- [Directions]: Substitute "open sky" for every occurrence of "clear sky" in the rows below and rewrite them with nothing else changed. Omit the pictures from your output.
Start Listed records
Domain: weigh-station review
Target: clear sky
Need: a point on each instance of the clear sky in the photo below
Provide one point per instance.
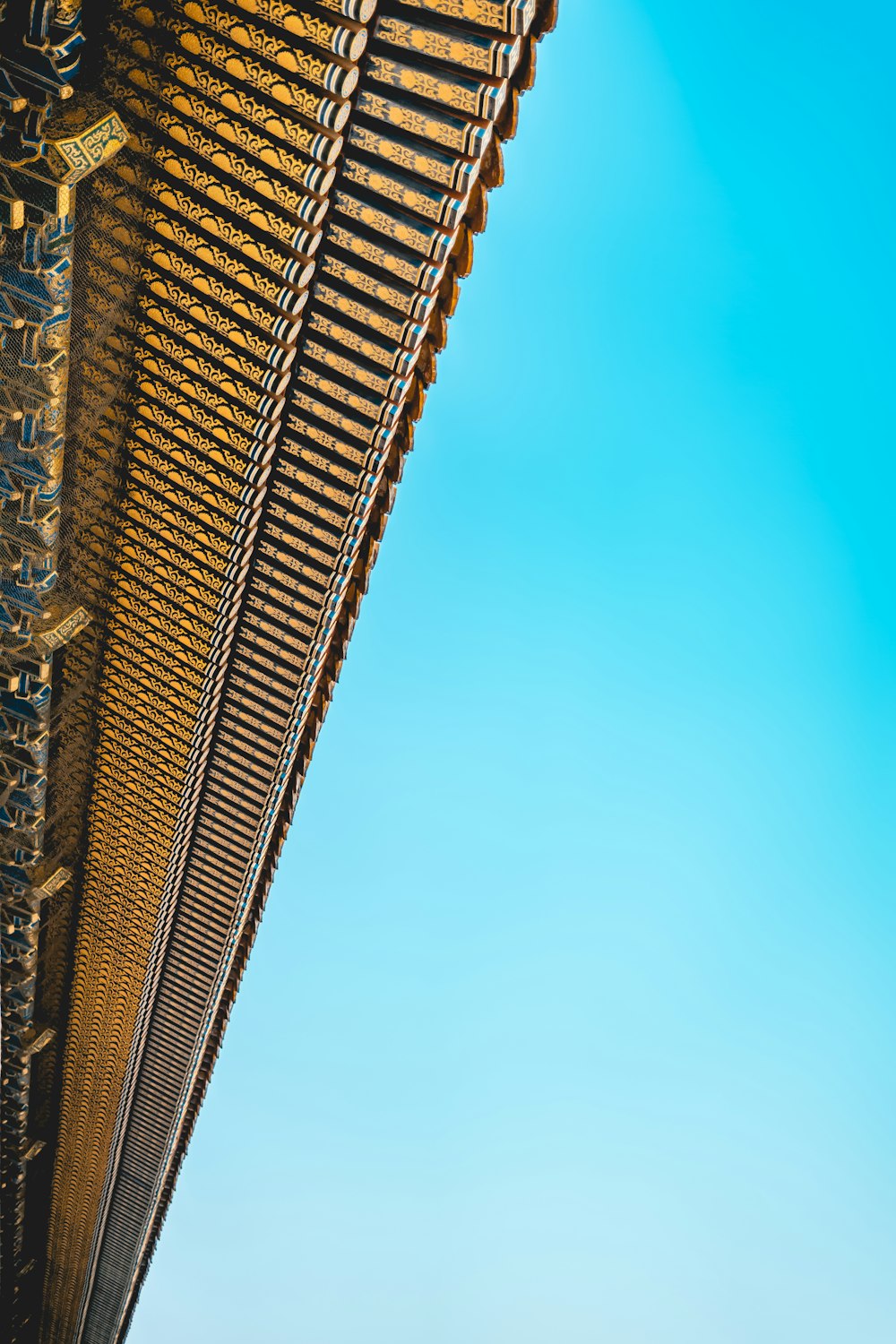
(573, 1013)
End Listed records
- [Response]:
Domain: weigh-station review
Target: open sky
Need: a point on each instance of the open sky in the photo below
Provide one point per instance.
(573, 1013)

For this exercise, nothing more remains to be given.